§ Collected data

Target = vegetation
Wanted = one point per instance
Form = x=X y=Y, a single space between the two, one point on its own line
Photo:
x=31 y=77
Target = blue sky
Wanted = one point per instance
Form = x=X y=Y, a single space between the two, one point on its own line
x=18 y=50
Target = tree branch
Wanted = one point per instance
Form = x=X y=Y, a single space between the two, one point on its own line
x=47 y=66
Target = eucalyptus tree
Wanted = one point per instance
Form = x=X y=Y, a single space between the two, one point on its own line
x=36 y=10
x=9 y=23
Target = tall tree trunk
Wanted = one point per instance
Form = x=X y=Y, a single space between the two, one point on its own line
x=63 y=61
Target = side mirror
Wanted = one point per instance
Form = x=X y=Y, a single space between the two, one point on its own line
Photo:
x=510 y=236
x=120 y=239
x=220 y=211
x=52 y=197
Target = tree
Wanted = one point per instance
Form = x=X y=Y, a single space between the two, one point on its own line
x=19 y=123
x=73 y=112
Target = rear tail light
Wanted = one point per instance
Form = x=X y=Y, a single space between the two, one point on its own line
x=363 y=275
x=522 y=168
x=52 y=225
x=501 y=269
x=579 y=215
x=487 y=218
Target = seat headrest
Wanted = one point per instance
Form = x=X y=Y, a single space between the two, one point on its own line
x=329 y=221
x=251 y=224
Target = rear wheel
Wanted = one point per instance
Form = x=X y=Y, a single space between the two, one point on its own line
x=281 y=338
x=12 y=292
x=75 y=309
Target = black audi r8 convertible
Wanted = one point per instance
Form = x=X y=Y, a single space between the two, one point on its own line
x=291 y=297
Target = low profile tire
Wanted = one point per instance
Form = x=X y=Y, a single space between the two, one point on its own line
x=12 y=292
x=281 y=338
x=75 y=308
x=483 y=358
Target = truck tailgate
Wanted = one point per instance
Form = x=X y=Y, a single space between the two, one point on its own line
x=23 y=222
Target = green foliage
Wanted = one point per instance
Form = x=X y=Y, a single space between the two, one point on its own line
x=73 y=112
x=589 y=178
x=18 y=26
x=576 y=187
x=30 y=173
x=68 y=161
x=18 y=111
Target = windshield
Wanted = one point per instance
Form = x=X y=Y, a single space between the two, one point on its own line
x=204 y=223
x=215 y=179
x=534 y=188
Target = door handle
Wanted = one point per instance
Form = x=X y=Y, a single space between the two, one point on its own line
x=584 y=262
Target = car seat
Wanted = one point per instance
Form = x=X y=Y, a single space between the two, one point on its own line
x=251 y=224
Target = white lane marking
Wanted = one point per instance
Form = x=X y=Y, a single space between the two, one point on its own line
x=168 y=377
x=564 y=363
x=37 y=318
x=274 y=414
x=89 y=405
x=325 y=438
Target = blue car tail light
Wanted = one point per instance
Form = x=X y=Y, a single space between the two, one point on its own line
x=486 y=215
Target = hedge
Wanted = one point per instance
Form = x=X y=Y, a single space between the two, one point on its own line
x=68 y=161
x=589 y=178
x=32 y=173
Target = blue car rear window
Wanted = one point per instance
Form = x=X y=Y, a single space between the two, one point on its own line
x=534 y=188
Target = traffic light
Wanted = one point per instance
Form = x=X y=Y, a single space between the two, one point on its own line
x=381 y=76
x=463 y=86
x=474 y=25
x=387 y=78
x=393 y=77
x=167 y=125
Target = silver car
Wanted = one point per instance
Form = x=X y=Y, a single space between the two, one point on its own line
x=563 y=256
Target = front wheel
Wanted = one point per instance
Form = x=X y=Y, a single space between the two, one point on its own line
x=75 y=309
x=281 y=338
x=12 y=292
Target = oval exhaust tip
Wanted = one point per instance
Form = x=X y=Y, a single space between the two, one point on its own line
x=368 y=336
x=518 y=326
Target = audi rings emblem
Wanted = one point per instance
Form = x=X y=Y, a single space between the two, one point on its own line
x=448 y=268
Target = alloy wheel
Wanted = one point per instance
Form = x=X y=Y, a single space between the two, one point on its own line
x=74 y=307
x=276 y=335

§ Aim of the exercise
Give the data again, exactly as it appears above.

§ Task output
Target = vegetation
Wanted = one point per instance
Form = x=X y=Y, a single space between the two, one point on its own line
Photo:
x=31 y=77
Target = blue sky
Wanted = one point per instance
Form = x=X y=Y, a single space between the two, one point on its own line
x=18 y=50
Target = tree branch
Wanted = one point per instance
Form = x=X y=Y, a single space between the two, one point on its own line
x=47 y=66
Target = eucalyptus tree
Wanted = one point per instance
Form = x=X y=Y, a single space between the two, one point on its own line
x=36 y=10
x=9 y=23
Target = tall tree trunk
Wanted = one point per instance
Form = x=X y=Y, a single space between the two, one point on its own line
x=63 y=61
Target = side mirror
Wanted = one point per instance
Form = x=X y=Y, a single space between the two, one point on its own line
Photo:
x=510 y=236
x=120 y=239
x=220 y=211
x=52 y=197
Target = tree
Wanted = one point per instance
Form = x=X y=Y, a single space between the two, one point on its own line
x=19 y=123
x=73 y=112
Target = rear tail light
Wanted = one point per instance
Form = x=X y=Y, a single space between the two, one point on its own line
x=363 y=275
x=522 y=168
x=52 y=225
x=501 y=269
x=579 y=215
x=487 y=218
Target = seat headrest
Wanted = one point per instance
Form = x=X y=Y, a single space between the two, one point on its own line
x=329 y=221
x=251 y=224
Target = rear wheel
Wanted = one point per instance
Form = x=X y=Y, a single space between the two, one point on its own line
x=281 y=338
x=12 y=292
x=75 y=309
Target = black audi r8 convertible
Wanted = one point per instance
Form = x=X y=Y, a single space between the two, one point on its own line
x=291 y=297
Target = low profile tire
Wanted = one point per instance
Form = x=X y=Y, a single space between the two, one point on its own line
x=12 y=292
x=281 y=338
x=75 y=308
x=483 y=358
Target = truck tailgate
Wanted = one point per instance
Form = x=X y=Y, a single space between the two, one point on its own line
x=23 y=222
Target = green foliage
Wanted = one point per instance
Form = x=X y=Y, a single space between the two, one point on its own line
x=73 y=112
x=589 y=178
x=18 y=26
x=576 y=187
x=30 y=173
x=68 y=161
x=18 y=111
Target = windshield
Wanted = one point per instance
Form = x=X y=Y, a single space between the two, one point on its own line
x=204 y=223
x=215 y=179
x=534 y=188
Target = door handle
Wanted = one point per instance
Form = x=X y=Y, a single space between the two, one point on its own line
x=584 y=262
Target = car seat
Wanted = one point per instance
Form = x=X y=Y, a single space between the two, one point on its own line
x=251 y=224
Target = white lane marking
Wanted = one point per instance
Form = x=X y=Y, a single space between the two, one point on its own line
x=168 y=377
x=564 y=363
x=37 y=318
x=274 y=414
x=89 y=405
x=325 y=438
Target = blue car tail light
Wanted = one point per instance
Form = x=X y=Y, a single space between the two, one point on its own line
x=486 y=215
Target = hedge
Wanted = one point per instance
Form = x=X y=Y, a single space between the two, one point on its own line
x=68 y=161
x=589 y=178
x=32 y=173
Target = blue car rear window
Wanted = one point per instance
Form = x=X y=Y, a single space between the two, one point on its own line
x=534 y=188
Target = traffic light
Wanted = one point per instance
Form = x=X y=Y, a single space between the two, one point on its own line
x=381 y=76
x=463 y=86
x=474 y=25
x=387 y=78
x=393 y=77
x=167 y=125
Target = silver car
Wanted = one point per instance
Form = x=X y=Y, a single space between the two, one point on its own line
x=563 y=256
Target = front wheel
Wanted = one point per instance
Form = x=X y=Y, a single space between the two, one point on its own line
x=75 y=309
x=281 y=338
x=12 y=292
Target = oval exhaust tip
Wanted = one point per instance
Form = x=X y=Y, a single space between the two, one point on its own line
x=368 y=336
x=518 y=326
Target = audi rings emblem
Wanted = one point per instance
Form = x=X y=Y, a single space between the two, one point on its own line
x=448 y=268
Target = alloy wheel
Wanted = one point per instance
Form = x=X y=Y, a single space between the two, one point on its own line
x=74 y=307
x=276 y=335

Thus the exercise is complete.